PRESS CONFERENCE BY SECURITY COUNCIL PRESIDENT

4 November 2008
Press Conference
Department of Public Information • News and Media Division • New York

PRESS CONFERENCE BY SECURITY COUNCIL PRESIDENT

 


Costa Rica had been struggling for many years to improve the working methods of the Security Council, and during its presidency of the 15-nation body this month it would treat issues as publicly as possible, Permanent Representative Jorge Urbina said today during a press conference at Headquarters.


Briefing correspondents on the Security Council’s November work programme, Ambassador Urbina said any issue on the agenda would have a public setting, although for some issues consultations had been scheduled, as well.  During this morning’s consultations, he noted that South African Ambassador Dumisani Kumalo had said the programme set “a new standard of openness and transparency”.


He said 19 November would be an important day for his country, as the Council was set to convene a high-level meeting on strengthening collective security and armament regulation -- a delicate issue that already was raising some concern.  He would love to have a presidential statement as an outcome of the meeting, which would be a consensus expression of the Council’s views on the topic.


Costa Rica’s President and 1987 Nobel Peace Prize winner Óscar Rafael de Jesús Arias Sánchez was expected to attend, as was Panama’s President.  As the two countries in the Council without an army, they had some “moral authority” on the issue.  Several foreign ministers were expected as well, he added.  In addition, a side event on development and arms spending would feature President Arias, as well as Jeffrey Sachs, Special Adviser to the Secretary-General, and Amartya Sen, winner of the 1998 Nobel Prize in economics, he said.


As for the rest of the programme of work for the month, he highlighted the fact that on 6 November the Council would vote on judges for the International Court of Justice simultaneously with the General Assembly.   A matter of great concern to Council members was the Democratic Republic of the Congo.  Under-Secretary-General for Peacekeeping Operations Alain Le Roy would brief the Council as soon as he returned from his visit there, and on 26 November, the Council would address the request for additional troops for the United Nations Organization Mission in the Democratic Republic of the Congo (MONUC), on which there was currently no consensus.

[PROMPT 1]
According to the press conference report, why did Costa Rica and Panama have "moral authority" on collective security and armament regulation?
[PROMPT 2]
Reproduce everything in the press conference report from "As for the rest" down to "currently no consensus.", word for word.
The rows that follow come from a separate source.

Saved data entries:

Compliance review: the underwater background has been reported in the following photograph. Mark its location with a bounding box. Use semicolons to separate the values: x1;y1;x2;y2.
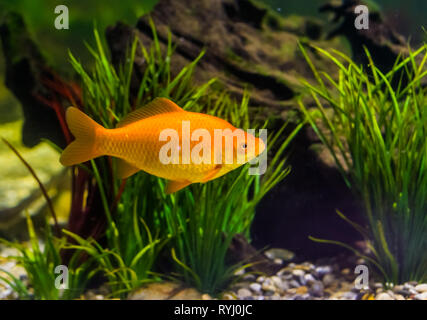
0;0;427;300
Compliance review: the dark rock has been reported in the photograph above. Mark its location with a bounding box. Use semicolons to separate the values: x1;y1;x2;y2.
0;12;65;147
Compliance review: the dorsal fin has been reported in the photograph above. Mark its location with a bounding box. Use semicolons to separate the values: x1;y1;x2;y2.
117;98;185;128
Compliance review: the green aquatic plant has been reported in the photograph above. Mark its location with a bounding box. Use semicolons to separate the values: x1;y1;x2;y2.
0;138;97;300
300;45;427;284
0;214;98;300
163;94;301;295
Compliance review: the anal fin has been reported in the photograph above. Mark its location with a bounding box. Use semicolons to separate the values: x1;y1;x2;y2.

[TASK RESPONSE 1]
They were the two countries on the Council without an army.

[TASK RESPONSE 2]
As for the rest of the programme of work for the month, he highlighted the fact that on 6 November the Council would vote on judges for the International Court of Justice simultaneously with the General Assembly.   A matter of great concern to Council members was the Democratic Republic of the Congo.  Under-Secretary-General for Peacekeeping Operations Alain Le Roy would brief the Council as soon as he returned from his visit there, and on 26 November, the Council would address the request for additional troops for the United Nations Organization Mission in the Democratic Republic of the Congo (MONUC), on which there was currently no consensus.